Problem description: Once you have read the entries below, repeat all of them exactly.

Listed records:
════

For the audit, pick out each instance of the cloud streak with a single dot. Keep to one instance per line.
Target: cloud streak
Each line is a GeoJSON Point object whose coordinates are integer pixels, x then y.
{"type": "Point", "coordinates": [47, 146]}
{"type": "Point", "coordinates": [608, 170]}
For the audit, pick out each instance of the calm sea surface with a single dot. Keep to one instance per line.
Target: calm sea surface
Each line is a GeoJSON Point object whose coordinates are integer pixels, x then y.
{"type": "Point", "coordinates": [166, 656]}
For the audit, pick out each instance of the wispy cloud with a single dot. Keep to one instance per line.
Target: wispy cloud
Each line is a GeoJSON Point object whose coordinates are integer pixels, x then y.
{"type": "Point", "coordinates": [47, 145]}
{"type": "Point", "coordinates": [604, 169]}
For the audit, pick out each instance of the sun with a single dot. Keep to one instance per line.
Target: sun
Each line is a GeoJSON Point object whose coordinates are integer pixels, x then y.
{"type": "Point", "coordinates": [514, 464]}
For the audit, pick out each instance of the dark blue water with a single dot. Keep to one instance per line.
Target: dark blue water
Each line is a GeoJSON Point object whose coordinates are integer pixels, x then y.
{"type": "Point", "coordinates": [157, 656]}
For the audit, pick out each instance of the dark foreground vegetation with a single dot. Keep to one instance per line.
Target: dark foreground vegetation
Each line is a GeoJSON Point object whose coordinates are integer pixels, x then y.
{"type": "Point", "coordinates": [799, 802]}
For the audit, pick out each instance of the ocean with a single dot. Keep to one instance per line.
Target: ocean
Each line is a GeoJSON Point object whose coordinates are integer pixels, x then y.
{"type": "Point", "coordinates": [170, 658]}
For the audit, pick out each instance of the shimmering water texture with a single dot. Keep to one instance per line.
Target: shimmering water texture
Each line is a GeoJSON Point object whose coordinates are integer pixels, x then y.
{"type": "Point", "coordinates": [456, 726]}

════

Written reply:
For the audit, pick out each instance of the cloud streak with a single dot. Keep to one instance per line.
Target: cloud streak
Each line is a GeoJSON Point object whose coordinates are integer pixels, x then y.
{"type": "Point", "coordinates": [47, 146]}
{"type": "Point", "coordinates": [608, 170]}
For the audit, pick out each instance of the calm sea surface with a single dot. Keep to one instance per line.
Target: calm sea surface
Each line is a GeoJSON Point object whose coordinates are integer pixels, x then y.
{"type": "Point", "coordinates": [166, 656]}
For the audit, pick out each instance of the wispy cloud with a single dot. Keep to one instance per line.
Target: wispy cloud
Each line is a GeoJSON Point object whose coordinates are integer pixels, x then y.
{"type": "Point", "coordinates": [47, 145]}
{"type": "Point", "coordinates": [604, 169]}
For the audit, pick out each instance of the sun with a single dot. Keep to one instance per line.
Target: sun
Each line is a GeoJSON Point object whose coordinates are integer pixels, x then y.
{"type": "Point", "coordinates": [514, 464]}
For the audit, pick out each instance of the dark blue water with a single dot. Keep to one instance per line.
Target: dark blue water
Each line is a GeoJSON Point object whose coordinates are integer pixels, x then y.
{"type": "Point", "coordinates": [157, 656]}
For the audit, pick out each instance of the dark foreground vegetation with a single dot. Keep to one instance per line.
Target: dark foreground vegetation
Each line is a GeoJSON Point object whose coordinates are integer pixels, x then y.
{"type": "Point", "coordinates": [799, 802]}
For the audit, pick out each instance of the ocean with a single dot. Keep to one instance per line.
Target: ocean
Each line is a GeoJSON Point object whose coordinates are integer pixels, x then y.
{"type": "Point", "coordinates": [170, 658]}
For the audit, pick out each instance of the shimmering water texture with a single dot. Keep to one instance per line.
Target: shimmering water texture
Each line is a GeoJSON Point object whose coordinates are integer pixels, x then y.
{"type": "Point", "coordinates": [456, 726]}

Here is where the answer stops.